> _Requests_
a - From the Pandas UDF article, please return the passage that begins at the words "Pandas UDF was" and stops after the words "native Spark functions.".
b - Decide whether each statement below agrees with the Pandas UDF article, answering yes or no and quoting the article's deciding words exactly.
(i) Pandas UDF first appeared in Spark 2.3.
(ii) The basic Scikit learn library can be applied directly to a Spark DataFrame.
(iii) Spark-native functions applied on a Spark DataFrame are generally vectorized.

## START Passage provided

Databricks Spark jobs optimization techniques: Pandas UDF

Blogs

Jan 19, 2024

Pandas UDF was introduced in Spark 2.3 and continues to be a useful technique for optimizing Spark jobs in Databricks. The idea of Pandas UDF is to narrow the gap between processing big data using Spark and developing in Python. When Spark engineers develop in Databricks, they use Spark DataFrame API to process or transform big data which are native Spark functions.

However, Python has become the default language for data scientists to build ML models, where a huge number of toolkits and libraries can be very useful. For example, while developing ML models, developers may depend on certain libraries available in Python that are not supported by Spark natively (like the basic Scikit learn library, which cannot be applied to Spark DataFrame). However, if developers develop in pure Python on Databricks, they barely take advantage of features (especially parallel processing for big data) from Spark.

In that case, Pandas UDF is there to apply Python functions directly on Spark DataFrame which allows engineers or scientists to develop in pure Python and still take advantage of Spark’s parallel processing features at the same time.

UDF vs Pandas UDF

UDF is an abbreviation of “user defined function” in Spark. Generally, all Spark-native functions applied on Spark DataFrame are vectorized, which takes advantage of Spark’s parallel processing. Although Spark already supports plenty of mainstream functions that cover most of the use cases, we might still want to build customized functions to transform data for migration existing scripts or for developers who are not familiar with Spark.

## END Passage provided
## START Recorded information

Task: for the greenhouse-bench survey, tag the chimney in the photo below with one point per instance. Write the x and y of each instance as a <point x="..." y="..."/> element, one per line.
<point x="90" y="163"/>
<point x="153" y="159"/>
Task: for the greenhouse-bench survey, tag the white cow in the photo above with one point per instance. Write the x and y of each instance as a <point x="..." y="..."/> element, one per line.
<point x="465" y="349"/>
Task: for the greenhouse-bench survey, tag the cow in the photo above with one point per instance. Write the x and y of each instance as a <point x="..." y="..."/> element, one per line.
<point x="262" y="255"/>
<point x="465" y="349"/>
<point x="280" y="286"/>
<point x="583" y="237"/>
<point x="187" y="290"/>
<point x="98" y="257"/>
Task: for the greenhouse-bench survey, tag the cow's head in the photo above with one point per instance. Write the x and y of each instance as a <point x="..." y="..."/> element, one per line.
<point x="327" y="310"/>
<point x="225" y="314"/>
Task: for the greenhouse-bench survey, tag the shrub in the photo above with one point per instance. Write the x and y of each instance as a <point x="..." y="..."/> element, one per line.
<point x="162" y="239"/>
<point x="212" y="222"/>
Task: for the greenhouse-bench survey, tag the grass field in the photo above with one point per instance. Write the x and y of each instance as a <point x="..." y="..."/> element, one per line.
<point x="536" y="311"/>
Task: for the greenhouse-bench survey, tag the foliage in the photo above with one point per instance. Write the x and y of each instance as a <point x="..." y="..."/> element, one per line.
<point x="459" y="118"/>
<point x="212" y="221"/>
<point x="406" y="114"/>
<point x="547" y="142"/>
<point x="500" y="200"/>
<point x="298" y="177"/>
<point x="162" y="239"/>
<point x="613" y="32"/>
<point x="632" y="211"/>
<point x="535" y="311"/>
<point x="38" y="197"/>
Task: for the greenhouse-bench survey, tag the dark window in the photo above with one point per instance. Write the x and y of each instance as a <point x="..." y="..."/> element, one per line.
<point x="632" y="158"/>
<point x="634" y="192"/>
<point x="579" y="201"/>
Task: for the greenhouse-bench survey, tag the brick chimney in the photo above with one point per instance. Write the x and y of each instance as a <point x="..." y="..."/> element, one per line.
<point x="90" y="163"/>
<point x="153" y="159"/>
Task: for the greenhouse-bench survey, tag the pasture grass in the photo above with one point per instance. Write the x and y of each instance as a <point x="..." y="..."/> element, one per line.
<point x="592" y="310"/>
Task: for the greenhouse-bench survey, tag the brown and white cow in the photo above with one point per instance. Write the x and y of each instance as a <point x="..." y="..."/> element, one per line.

## END Recorded information

> _Solutions below_
a -
Pandas UDF was introduced in Spark 2.3 and continues to be a useful technique for optimizing Spark jobs in Databricks. The idea of Pandas UDF is to narrow the gap between processing big data using Spark and developing in Python. When Spark engineers develop in Databricks, they use Spark DataFrame API to process or transform big data which are native Spark functions.

b -
(i) Yes: "Pandas UDF was introduced in Spark 2.3"
(ii) No: "like the basic Scikit learn library, which cannot be applied to Spark DataFrame"
(iii) Yes: "Generally, all Spark-native functions applied on Spark DataFrame are vectorized"